### [TO DO]
List every 3D printer model named in the forum thread about the QIDI X-MAX below.

### [EXTRACTED TEXT]
.....
# Specific 3D Printers, Scanners, & Hardware > QiDi 3D Printer Forum >  QIDI X-MAX / Flexion / Motherboard upgrades?

## usafltg

Hello everyone - I just bought my first 3D Printer, a QIDI X-MAX, which is the largest enclosure version they sell. I like to CAD things out from time to time, and as it so happens... i'm working on repairs of a John Deere lawn machine, and had to print some parts.


I've been using ABS as my primary test bed for hardended parts, but needed some more flexability on materials, and I also noticed that the packaged extruders don't seem to do a GREAT job. They do an 'ok" job.... but everyone said "go with the Flexion extruders." So I ordered a set.... The Single with the HT.


*2 big problems I've run into:*


1) *The Extruder*, despite the research, and the support instructions, doesn't match up at all to the carriage or the bracket. Screw holes are all off, the stock heat synch won't swap, and the supplied heat synch doesn't fit the bracket.


2) *The motherboard* on the QIDI X-MAX went bad after about 2 weeks of ownership. They're sending me a new one, but who knows how long this is going to take or if it's coming from China


3) People have raved stating the *QIDI support* is unmatched! But I imagine that may be for people living in China. Because they seem to work on Hong Kong hours, not US hours, so If I send an e-mail to them, correspondence is usually at around 2am when i'm sleeping, and when I respond back, it's an entire day before I hear back again.... I do hear back, just not thrilled that there's no one local to work with. I also found several reviews saying this machine out does the print quality of the Prusa.... and it's enclosed.... but who knows.




I don't know if anyone has any experience with the X-MAX or X-Pro, but I was thinking of just buying a better motherboard, and swapping it out, and finding someway to mount the Flexion. Has anyone does this? I mean, how complicated is it to put an aftermarket motherboard in without changing anything else? They won't take a return of the product. And I spent a good $1200 on the printer itself.

----------


## fred_dot_u

I might be one of those you've read who suggested that support is good. My reference for the level of support is different from yours, I believe. If I get an answer in a day or two via email, from an operation on the other side of the planet, I consider it superior to an answer that takes three, four, five or seven days to arrive.

It's great that they will swap out your mainboard. It would not be a surprise to learn that another manufacturer attempts to evade similar responsibility.

The modification of the extruder assembly pretty much falls on your head. Attempting an unsupported modification to an established product is often risky. I hadn't seen any reference to the system you've described, which means I can't comment further on that mod.

If you decide to replace the mainboard with a concoction of your own choosing, you're opening a new can of worms.
.....
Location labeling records

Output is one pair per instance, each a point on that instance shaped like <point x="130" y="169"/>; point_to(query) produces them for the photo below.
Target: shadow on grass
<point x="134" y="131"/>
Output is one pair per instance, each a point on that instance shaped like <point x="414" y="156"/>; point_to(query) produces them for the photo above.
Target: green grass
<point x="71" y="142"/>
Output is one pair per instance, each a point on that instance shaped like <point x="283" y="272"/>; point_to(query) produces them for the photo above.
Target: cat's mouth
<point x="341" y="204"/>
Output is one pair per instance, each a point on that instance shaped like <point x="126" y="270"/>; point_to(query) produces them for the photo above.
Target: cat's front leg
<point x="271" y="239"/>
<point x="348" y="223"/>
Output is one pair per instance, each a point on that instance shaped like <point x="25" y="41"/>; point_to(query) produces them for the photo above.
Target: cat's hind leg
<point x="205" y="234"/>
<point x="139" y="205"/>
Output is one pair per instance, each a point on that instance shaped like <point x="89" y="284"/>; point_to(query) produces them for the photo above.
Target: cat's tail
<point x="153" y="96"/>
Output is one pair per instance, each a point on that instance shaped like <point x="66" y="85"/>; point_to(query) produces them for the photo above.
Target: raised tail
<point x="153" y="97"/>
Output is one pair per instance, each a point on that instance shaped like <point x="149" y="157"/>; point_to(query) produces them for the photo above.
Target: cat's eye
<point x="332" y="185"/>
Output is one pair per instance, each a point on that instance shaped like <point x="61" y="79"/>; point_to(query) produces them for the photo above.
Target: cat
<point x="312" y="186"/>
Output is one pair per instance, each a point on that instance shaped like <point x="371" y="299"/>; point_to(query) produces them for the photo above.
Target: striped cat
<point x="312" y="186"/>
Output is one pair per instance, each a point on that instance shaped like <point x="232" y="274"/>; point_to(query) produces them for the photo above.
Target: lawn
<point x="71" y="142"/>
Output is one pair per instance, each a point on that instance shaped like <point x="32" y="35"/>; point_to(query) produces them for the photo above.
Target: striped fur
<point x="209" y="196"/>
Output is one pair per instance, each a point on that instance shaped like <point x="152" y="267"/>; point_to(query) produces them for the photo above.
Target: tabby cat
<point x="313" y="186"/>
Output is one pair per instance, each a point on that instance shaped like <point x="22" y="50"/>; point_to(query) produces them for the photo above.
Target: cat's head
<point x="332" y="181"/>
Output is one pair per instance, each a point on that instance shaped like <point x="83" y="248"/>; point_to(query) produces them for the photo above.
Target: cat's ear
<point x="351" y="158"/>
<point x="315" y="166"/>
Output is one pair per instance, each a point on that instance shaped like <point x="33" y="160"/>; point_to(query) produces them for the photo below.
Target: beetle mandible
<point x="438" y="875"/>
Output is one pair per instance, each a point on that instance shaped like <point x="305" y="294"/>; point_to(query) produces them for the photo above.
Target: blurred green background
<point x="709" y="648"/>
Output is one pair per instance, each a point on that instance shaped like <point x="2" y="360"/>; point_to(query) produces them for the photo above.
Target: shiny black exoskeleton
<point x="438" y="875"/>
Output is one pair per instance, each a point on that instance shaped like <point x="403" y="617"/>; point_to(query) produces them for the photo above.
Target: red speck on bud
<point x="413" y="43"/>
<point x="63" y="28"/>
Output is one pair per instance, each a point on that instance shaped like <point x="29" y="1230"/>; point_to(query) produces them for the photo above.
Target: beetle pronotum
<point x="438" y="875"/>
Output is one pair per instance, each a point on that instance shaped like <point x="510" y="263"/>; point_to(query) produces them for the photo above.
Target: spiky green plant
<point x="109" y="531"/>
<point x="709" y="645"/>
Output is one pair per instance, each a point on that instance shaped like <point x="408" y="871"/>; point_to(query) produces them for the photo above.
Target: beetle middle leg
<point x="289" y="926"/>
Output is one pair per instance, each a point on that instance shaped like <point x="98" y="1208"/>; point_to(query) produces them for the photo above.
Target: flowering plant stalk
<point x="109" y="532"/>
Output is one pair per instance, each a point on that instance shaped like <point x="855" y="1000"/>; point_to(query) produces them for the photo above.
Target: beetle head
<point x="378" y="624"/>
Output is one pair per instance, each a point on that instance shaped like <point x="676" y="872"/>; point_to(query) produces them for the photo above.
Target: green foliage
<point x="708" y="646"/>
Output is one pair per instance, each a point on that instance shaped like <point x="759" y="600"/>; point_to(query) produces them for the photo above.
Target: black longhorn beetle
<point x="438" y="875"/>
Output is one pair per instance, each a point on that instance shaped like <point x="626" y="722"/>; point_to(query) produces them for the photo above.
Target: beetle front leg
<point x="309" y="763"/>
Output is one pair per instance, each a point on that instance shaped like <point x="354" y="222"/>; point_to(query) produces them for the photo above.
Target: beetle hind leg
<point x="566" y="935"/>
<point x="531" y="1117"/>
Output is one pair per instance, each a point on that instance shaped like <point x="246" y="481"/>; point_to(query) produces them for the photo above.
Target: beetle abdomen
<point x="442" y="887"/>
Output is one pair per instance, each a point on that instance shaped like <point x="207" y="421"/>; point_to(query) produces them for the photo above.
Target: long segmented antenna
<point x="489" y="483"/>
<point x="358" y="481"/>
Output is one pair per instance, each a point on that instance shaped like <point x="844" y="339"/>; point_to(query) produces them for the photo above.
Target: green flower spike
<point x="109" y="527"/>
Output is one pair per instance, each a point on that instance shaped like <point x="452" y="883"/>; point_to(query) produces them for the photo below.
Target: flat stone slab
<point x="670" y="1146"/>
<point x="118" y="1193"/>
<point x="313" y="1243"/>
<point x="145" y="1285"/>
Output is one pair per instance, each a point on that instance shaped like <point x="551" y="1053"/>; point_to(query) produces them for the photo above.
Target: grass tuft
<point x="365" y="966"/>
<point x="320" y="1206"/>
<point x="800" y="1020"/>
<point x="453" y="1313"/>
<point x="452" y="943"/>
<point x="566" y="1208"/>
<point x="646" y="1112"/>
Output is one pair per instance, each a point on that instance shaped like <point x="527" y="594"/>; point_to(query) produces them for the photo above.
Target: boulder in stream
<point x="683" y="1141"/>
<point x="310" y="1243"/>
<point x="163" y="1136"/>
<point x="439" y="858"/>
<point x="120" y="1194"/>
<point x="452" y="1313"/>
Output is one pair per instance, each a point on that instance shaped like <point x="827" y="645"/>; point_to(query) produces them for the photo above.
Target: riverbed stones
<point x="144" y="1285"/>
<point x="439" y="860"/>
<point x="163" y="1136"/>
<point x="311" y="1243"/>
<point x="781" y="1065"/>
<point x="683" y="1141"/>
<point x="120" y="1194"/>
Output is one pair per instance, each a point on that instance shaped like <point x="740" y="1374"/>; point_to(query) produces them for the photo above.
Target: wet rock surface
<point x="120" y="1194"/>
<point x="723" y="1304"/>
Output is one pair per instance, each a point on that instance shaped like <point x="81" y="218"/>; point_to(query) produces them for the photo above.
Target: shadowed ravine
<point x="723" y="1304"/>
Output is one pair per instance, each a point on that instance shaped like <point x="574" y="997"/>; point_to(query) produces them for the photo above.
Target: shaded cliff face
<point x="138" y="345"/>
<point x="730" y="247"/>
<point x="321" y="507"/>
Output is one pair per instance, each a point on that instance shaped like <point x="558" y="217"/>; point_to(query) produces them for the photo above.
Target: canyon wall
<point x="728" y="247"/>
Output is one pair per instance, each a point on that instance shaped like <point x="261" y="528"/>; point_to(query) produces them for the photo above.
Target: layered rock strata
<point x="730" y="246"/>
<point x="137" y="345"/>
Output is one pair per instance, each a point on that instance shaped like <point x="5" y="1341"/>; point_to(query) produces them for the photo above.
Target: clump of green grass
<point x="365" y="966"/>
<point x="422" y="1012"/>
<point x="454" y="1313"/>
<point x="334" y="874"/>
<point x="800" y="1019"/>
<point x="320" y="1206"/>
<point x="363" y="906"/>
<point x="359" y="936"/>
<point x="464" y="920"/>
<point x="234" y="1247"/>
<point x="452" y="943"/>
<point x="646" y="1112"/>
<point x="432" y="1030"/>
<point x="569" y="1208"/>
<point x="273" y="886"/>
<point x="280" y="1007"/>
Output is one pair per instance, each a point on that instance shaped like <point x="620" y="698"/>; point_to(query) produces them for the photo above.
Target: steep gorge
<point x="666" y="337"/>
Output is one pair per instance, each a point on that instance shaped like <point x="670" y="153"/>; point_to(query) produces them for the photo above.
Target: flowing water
.....
### [RESULT BELOW]
- QIDI X-MAX
- X-Pro
- Prusa